EXERCISE »
Copy out every line of the records where the string "shop" occurs.

━━ EXTRACTED RECORDS ━━

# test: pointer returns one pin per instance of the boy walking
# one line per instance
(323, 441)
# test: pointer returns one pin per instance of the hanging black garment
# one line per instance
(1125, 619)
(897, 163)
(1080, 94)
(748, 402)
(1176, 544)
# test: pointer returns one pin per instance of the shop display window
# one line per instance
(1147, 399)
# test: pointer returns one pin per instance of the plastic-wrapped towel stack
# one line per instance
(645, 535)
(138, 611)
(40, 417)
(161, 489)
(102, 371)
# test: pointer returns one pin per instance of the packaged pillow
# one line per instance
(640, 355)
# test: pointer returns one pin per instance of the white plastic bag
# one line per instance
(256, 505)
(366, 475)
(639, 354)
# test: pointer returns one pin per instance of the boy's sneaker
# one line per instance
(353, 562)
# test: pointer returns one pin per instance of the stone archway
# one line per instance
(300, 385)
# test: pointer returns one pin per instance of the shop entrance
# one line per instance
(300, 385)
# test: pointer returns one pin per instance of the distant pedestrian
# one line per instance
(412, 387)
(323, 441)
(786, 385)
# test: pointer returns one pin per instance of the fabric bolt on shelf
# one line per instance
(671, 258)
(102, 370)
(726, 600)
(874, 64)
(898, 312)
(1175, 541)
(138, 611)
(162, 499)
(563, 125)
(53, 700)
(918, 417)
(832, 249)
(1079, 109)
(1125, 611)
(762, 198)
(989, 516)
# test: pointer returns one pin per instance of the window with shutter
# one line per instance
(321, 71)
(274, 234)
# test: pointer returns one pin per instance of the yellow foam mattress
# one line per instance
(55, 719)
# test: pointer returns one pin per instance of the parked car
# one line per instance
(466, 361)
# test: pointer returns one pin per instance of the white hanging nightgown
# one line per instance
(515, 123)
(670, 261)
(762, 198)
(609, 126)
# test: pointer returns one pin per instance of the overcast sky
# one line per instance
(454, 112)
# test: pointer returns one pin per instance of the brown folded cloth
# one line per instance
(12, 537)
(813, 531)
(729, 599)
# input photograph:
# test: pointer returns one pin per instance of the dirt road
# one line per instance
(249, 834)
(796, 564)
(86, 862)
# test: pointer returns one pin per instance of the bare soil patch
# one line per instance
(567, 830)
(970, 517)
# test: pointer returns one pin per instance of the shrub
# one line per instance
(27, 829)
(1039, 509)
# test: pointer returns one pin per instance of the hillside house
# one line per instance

━━━

EXERCISE RESPONSE »
# test: pointer returns one pin per instance of the shop display window
# test: pointer returns one pin per instance of the shop entrance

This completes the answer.